Leaving out only the pictures, write out all the entries exactly.

--- DATA RECORDS ---

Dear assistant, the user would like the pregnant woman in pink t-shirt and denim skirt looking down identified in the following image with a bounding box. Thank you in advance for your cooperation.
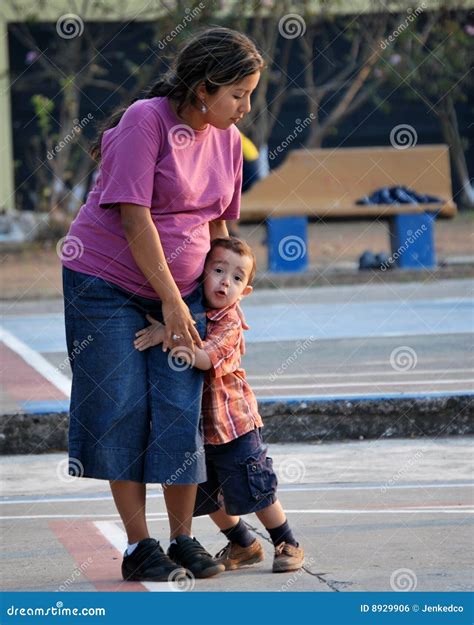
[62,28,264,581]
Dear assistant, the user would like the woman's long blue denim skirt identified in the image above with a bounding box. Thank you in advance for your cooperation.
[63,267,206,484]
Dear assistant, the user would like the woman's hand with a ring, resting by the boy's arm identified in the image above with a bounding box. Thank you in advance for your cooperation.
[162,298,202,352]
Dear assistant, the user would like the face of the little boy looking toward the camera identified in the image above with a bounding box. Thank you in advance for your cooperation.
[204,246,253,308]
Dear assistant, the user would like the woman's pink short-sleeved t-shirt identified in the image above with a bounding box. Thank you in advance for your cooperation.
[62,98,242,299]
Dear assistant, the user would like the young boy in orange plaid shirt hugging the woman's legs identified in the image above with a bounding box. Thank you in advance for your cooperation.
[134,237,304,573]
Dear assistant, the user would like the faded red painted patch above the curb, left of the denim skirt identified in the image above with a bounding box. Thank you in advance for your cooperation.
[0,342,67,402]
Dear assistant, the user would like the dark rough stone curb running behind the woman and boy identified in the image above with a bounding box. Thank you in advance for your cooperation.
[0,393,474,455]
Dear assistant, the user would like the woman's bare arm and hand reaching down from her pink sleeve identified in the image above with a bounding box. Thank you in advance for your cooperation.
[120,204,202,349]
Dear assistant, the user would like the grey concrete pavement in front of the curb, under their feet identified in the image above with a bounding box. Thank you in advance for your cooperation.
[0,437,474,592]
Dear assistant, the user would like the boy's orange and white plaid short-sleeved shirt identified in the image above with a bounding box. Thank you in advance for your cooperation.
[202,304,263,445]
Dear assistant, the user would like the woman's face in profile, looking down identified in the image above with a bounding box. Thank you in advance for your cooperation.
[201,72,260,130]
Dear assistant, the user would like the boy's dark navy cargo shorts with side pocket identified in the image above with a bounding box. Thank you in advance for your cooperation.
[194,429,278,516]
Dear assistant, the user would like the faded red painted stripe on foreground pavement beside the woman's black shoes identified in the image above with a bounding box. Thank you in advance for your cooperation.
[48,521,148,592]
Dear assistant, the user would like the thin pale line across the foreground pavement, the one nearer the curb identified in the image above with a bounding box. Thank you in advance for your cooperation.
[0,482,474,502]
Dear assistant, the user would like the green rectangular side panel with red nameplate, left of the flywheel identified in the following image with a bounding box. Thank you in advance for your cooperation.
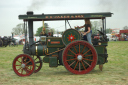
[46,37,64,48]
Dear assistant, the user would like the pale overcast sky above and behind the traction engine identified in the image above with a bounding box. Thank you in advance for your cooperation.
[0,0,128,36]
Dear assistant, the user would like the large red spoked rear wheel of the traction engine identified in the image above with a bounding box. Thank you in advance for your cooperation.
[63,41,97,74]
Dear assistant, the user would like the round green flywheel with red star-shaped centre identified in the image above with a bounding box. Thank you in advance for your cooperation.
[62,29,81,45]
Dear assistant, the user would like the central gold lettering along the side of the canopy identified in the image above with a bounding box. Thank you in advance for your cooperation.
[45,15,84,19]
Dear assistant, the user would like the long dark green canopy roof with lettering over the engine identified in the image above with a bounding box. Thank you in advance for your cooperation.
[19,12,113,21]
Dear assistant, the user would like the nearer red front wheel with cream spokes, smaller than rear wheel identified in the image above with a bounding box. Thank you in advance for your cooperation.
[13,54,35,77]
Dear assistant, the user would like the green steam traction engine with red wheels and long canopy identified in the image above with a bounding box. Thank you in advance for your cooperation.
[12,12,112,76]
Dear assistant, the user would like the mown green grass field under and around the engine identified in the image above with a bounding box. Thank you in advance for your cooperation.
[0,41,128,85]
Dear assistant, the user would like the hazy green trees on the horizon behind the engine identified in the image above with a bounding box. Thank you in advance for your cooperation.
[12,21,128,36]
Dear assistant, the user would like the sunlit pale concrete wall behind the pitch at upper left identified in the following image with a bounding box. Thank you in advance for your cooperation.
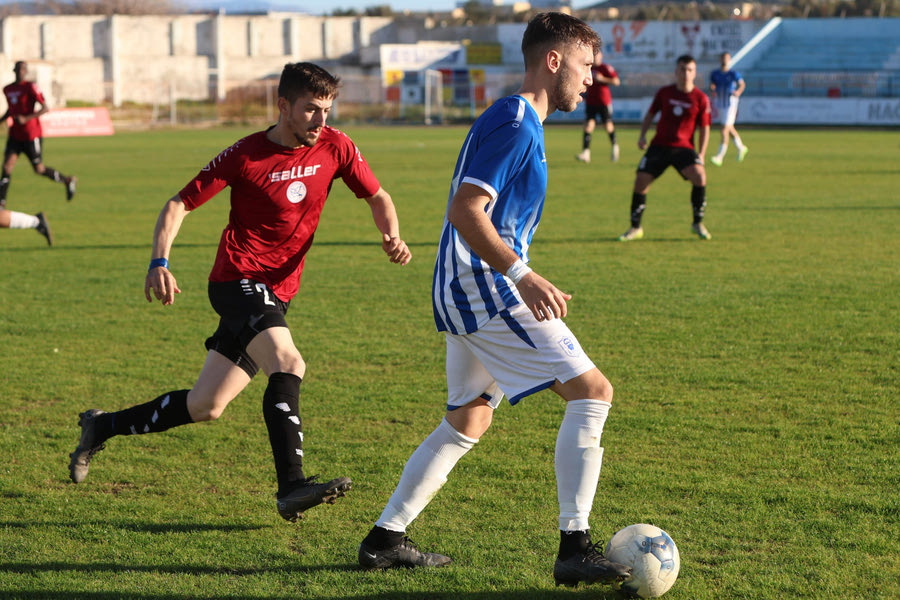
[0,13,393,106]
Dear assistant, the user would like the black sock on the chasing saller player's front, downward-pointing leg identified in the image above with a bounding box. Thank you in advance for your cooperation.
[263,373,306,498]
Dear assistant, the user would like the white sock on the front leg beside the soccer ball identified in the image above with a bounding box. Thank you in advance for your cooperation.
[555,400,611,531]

---

SOLUTION FOR THIS PROBLEM —
Dear assistant, the user would like the pregnant woman in pink t-shirt and denim skirt looking down identified in the following image with a bounding box. Thank you in advance for your cooperation.
[62,28,264,581]
Dear assistant, the user would like the woman's long blue denim skirt identified in the image above with a bounding box. Thank you in advance for your cooperation.
[63,267,206,484]
Dear assistant, the user would like the woman's hand with a ring, resting by the boy's arm identified in the image above with a bounding box. Thank you in advance for your cooperation.
[162,298,202,352]
Dear assistant, the user would like the face of the little boy looking toward the camera identified in the image above with a bounding box. Thank you in advance for your cooperation.
[204,246,253,308]
Dear assistant, the user would like the woman's pink short-sleeved t-shirt identified in the image above with a bounding box. Thank you in advance for your cooperation.
[62,98,242,299]
Dear assistant, the user would like the young boy in orange plaid shirt hugging the woman's legs identified in the image above with a bounding box. Thank you in advance for your cooperation.
[134,237,304,573]
Dear assistant, the user would like the faded red painted patch above the curb, left of the denim skirt identified in the image above with a bounding box. Thank you in advance for your cooperation.
[0,342,67,402]
Dear assistant, the user would like the dark rough stone curb running behind the woman and boy identified in the image above with a bounding box. Thank you in advance for your cooperation.
[0,393,474,455]
Dear assistant, the user would like the woman's bare arm and hand reaching down from her pink sleeve identified in the image above with a bounding box. Thank you in advance for your cooperation.
[120,204,202,349]
Dear assistant, the user would like the grey concrete pavement in front of the curb, under their feet identified in the image above with a bounding box. Thank you in advance for your cooperation.
[0,437,474,592]
Dear assistant, the user would like the boy's orange and white plaid short-sleeved shirt identified in the image above with a bounding box. Thank you in advance for your cooperation.
[202,304,263,445]
Dear assistant, the user would like the woman's face in profile, looking down identified in the image above with a bounding box. Thank you in advance for your cooperation.
[201,72,260,130]
Dear assistant, the user would like the boy's dark navy cargo shorts with side pocket identified in the image above with a bounding box. Thank you in advance for your cooperation.
[194,429,278,516]
Dear assistant, the user would like the faded red painted stripe on foreground pavement beside the woman's black shoes identified in the image above with a bounding box. Thank you in advance for your cooperation.
[48,521,148,592]
Dear assistant, the user would like the thin pale line across the foreground pavement, the one nearer the curb identified in the image above with a bounding box. Thank you in advance for your cooperation.
[0,482,474,502]
Dear assistant, the user would like the green rectangular side panel with red nameplate, left of the flywheel identified in the following image with a bounding box. Thank you in advance for your cooperation.
[46,37,64,48]
Dear assistant, the user would like the pale overcast sky above and behind the traction engine identified in the image above with a bounding box. Thank you in advance for your cooperation.
[0,0,128,36]
Dear assistant, the user would like the large red spoked rear wheel of the traction engine identified in the image above with a bounding box. Thank you in advance for your cooperation.
[63,41,97,74]
Dear assistant, the user would like the round green flywheel with red star-shaped centre identified in the image above with a bounding box. Thank you in advance for your cooperation.
[62,29,81,45]
Dear assistant, the user would like the central gold lettering along the side of the canopy identified in the image above with a bounding box. Thank you in advance for your cooperation.
[45,15,84,19]
Dear assistant, the user would like the long dark green canopy roof with lettering over the engine identified in the image above with a bounding box. Thank you in advance for your cooperation.
[19,12,113,21]
Dear assistant, the user would like the nearer red front wheel with cream spokes, smaller than rear wheel identified in the image above with a bounding box. Thank you in advance for your cooperation.
[13,54,35,77]
Dear assistant, the user would like the green steam traction engine with red wheels and long canopy identified in the image above with a bounding box. Thank you in advance for your cooperation.
[12,12,112,76]
Dear assistant, the user would like the mown green grass field under and around the engine identified in the image above with a bounding box. Thank you in advance for your cooperation.
[0,41,128,85]
Dear assistant, the user would like the hazy green trees on the horizon behind the engine identified in the image above with a bounding box. Thank you in advance for your cooperation.
[12,21,128,36]
Dear assistant, the user would like the sunlit pale concrete wall behind the pitch at upper left identified in the following image with a bounding box. Thank you in advance for your cooperation.
[0,13,393,106]
Dear assistant, the user would like the black sock on the chasing saller player's front, downward-pointing leg identified in the image above with a bounding box. Thank you in advance for your cooperation.
[263,373,306,498]
Dear assistant, the user would like the white sock on the front leg beside the soccer ball identified in the image above with a bounding box. Thank you in advance for your cooperation.
[555,400,611,531]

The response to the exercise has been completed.